▸ **Kutipan Teks**
Tata kelola guru semakin sulit karena seringnya muncul kebijakan baru setiap pergantian pemimpin selaku pengambil kebijakan. Masalah yang paling krusial adalah bervariasinya kapasitas daerah dalam menyusun kebijakan/program untuk menangani masalah guru, juga dalam penyaluran Tunjangan Profesi Guru (TPG) yang merupakan insentif bagi guru untuk meningkatkan kompetensi dan kesejahteraan. Menjadi hal yang wajar jika sebagian urusan tata kelola guru (khususnya pelatihan profesi guru, sertifikasi, dan penyaluran TPG) untuk sementara masih ditangani secara terpusat hingga pemerintah dapat mengembangkan tata kelola yang lebih efektif di masa mendatang.
Meski sejak lama telah diberlakukan manajemen berbasis sekolah untuk mewujudkan otonomi sekolah dan profesional sebagaimana diatur dalam UU No 20/2003 tentang Sistem Pendidikan Nasional, tetapi pendidikan persekolahan masih dikelola secara birokratis. Akibatnya, kinerja guru banyak diukur dari parameter sukses yang umum berlaku di dunia birokrasi ketimbang dunia profesional. Politisasi masih lebih kental dibandingkan meritokrasi yang mengedepankan prestasi. Padahal, meritoktasi sangat diperlukan untuk mewujudkan pendidikan yang bermutu.

▸ **Soal Latihan**
1. Menurut kutipan tentang tata kelola guru, apa itu Tunjangan Profesi Guru (TPG)?
2. Kutip tanpa perubahan bagian kutipan tentang tata kelola guru yang diawali kata-kata "Meski sejak lama" dan diakhiri "pendidikan yang bermutu.".

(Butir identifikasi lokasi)

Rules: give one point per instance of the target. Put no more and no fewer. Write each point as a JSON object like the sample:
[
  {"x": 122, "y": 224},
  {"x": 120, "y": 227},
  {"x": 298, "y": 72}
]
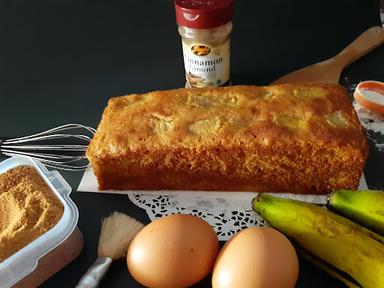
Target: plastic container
[{"x": 43, "y": 257}]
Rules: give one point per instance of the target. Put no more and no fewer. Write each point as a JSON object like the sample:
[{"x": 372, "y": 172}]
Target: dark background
[{"x": 60, "y": 62}]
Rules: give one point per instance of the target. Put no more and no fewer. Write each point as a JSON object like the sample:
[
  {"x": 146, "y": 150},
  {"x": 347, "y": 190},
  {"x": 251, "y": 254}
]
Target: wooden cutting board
[{"x": 329, "y": 71}]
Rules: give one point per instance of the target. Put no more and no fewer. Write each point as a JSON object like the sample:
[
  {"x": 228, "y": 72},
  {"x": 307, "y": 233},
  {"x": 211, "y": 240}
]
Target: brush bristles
[{"x": 116, "y": 233}]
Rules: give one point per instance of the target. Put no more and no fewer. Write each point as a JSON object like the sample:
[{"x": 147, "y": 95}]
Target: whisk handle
[{"x": 95, "y": 273}]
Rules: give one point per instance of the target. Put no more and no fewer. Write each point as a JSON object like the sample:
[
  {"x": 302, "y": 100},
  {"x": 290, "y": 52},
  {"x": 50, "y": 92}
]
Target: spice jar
[{"x": 205, "y": 27}]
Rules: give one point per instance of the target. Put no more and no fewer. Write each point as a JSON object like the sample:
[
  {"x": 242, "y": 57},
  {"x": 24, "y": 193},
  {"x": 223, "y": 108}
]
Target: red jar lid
[{"x": 203, "y": 14}]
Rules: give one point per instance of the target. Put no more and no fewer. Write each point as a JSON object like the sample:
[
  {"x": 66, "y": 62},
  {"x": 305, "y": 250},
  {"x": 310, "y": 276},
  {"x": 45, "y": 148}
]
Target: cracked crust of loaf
[{"x": 283, "y": 138}]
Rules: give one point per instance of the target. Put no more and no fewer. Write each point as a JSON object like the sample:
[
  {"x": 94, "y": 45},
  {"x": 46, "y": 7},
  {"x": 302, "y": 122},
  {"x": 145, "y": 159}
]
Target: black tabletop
[{"x": 61, "y": 60}]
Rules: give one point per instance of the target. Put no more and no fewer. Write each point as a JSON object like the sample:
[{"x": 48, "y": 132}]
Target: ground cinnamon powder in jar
[{"x": 28, "y": 209}]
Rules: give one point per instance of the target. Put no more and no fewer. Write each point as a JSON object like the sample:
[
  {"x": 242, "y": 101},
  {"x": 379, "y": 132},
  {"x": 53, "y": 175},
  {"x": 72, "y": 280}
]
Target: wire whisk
[{"x": 44, "y": 146}]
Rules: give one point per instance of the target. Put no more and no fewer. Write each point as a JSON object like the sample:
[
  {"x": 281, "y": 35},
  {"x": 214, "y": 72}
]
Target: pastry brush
[{"x": 116, "y": 233}]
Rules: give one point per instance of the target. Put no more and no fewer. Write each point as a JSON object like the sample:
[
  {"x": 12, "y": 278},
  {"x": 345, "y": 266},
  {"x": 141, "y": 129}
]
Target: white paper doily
[{"x": 227, "y": 212}]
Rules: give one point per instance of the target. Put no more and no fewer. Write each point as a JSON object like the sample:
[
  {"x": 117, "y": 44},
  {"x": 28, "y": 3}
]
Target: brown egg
[
  {"x": 174, "y": 251},
  {"x": 257, "y": 257}
]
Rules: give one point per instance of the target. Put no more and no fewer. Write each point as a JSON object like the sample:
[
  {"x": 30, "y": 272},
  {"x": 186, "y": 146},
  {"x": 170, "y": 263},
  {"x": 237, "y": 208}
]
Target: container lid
[
  {"x": 23, "y": 262},
  {"x": 370, "y": 95},
  {"x": 203, "y": 14}
]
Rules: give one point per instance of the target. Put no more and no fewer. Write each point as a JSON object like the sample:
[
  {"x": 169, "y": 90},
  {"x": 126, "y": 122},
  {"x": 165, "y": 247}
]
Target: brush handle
[
  {"x": 363, "y": 44},
  {"x": 95, "y": 273}
]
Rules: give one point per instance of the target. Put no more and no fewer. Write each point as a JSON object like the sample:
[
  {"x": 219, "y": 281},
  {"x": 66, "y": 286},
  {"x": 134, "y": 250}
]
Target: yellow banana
[
  {"x": 352, "y": 249},
  {"x": 365, "y": 207}
]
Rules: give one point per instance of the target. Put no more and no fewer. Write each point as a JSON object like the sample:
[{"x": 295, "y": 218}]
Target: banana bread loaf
[{"x": 283, "y": 138}]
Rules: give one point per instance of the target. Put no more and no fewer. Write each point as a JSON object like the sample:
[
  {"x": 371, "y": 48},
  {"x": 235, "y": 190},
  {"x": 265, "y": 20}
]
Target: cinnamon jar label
[{"x": 206, "y": 65}]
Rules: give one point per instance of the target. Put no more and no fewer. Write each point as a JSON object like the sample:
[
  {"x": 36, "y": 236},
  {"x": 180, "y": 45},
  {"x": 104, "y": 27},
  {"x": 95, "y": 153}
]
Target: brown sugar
[{"x": 28, "y": 209}]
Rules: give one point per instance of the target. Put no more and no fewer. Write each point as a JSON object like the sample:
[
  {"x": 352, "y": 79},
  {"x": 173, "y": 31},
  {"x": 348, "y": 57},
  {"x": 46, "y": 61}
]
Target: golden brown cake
[{"x": 283, "y": 138}]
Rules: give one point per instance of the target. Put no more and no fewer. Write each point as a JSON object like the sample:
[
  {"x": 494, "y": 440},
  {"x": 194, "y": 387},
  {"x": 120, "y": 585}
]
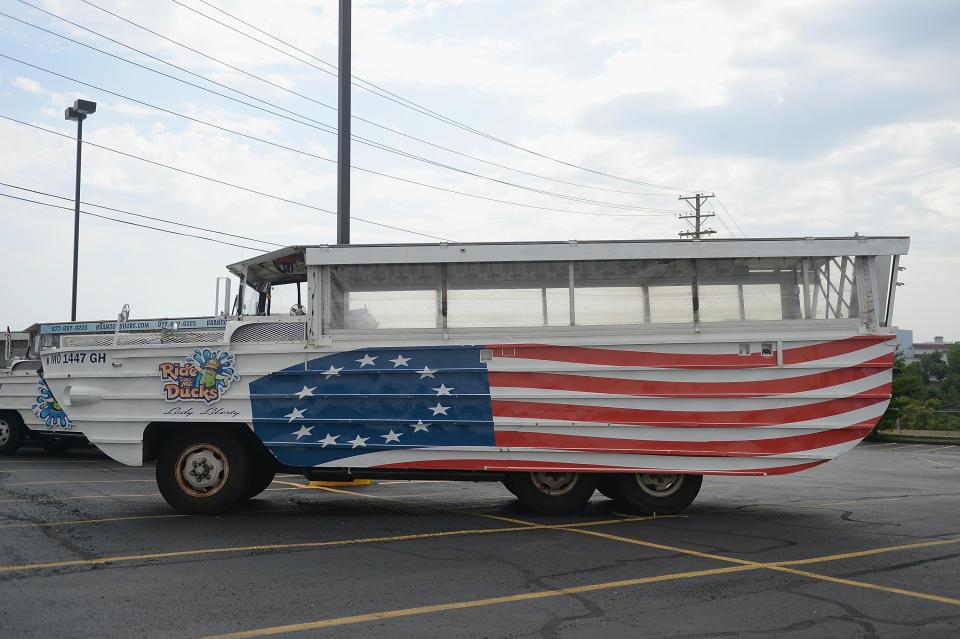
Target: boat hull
[{"x": 609, "y": 403}]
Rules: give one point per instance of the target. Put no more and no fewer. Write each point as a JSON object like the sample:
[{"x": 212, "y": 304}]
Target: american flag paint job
[{"x": 699, "y": 408}]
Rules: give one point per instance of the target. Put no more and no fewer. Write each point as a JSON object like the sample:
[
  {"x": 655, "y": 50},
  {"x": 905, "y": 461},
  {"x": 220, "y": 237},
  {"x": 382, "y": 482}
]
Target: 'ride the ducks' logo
[
  {"x": 204, "y": 376},
  {"x": 48, "y": 408}
]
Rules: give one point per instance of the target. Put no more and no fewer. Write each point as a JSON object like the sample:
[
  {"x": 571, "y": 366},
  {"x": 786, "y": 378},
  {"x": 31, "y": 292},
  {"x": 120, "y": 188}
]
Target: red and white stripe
[{"x": 690, "y": 408}]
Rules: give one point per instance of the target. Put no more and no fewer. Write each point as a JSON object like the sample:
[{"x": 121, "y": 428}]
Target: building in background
[{"x": 904, "y": 344}]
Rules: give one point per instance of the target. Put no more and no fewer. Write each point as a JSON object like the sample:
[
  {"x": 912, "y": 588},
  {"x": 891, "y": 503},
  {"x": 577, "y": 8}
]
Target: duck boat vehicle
[
  {"x": 560, "y": 368},
  {"x": 28, "y": 410}
]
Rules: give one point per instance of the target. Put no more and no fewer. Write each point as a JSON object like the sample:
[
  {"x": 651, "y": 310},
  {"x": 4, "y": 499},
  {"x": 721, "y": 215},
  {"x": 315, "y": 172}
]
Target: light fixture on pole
[{"x": 78, "y": 112}]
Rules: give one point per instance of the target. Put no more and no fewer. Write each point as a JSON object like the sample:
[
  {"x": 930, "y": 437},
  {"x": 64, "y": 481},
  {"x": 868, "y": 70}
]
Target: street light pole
[
  {"x": 343, "y": 127},
  {"x": 79, "y": 112}
]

▸ **Kunci Jawaban**
1. Insentif bagi guru untuk meningkatkan kompetensi dan kesejahteraan.

2.
Meski sejak lama telah diberlakukan manajemen berbasis sekolah untuk mewujudkan otonomi sekolah dan profesional sebagaimana diatur dalam UU No 20/2003 tentang Sistem Pendidikan Nasional, tetapi pendidikan persekolahan masih dikelola secara birokratis. Akibatnya, kinerja guru banyak diukur dari parameter sukses yang umum berlaku di dunia birokrasi ketimbang dunia profesional. Politisasi masih lebih kental dibandingkan meritokrasi yang mengedepankan prestasi. Padahal, meritoktasi sangat diperlukan untuk mewujudkan pendidikan yang bermutu.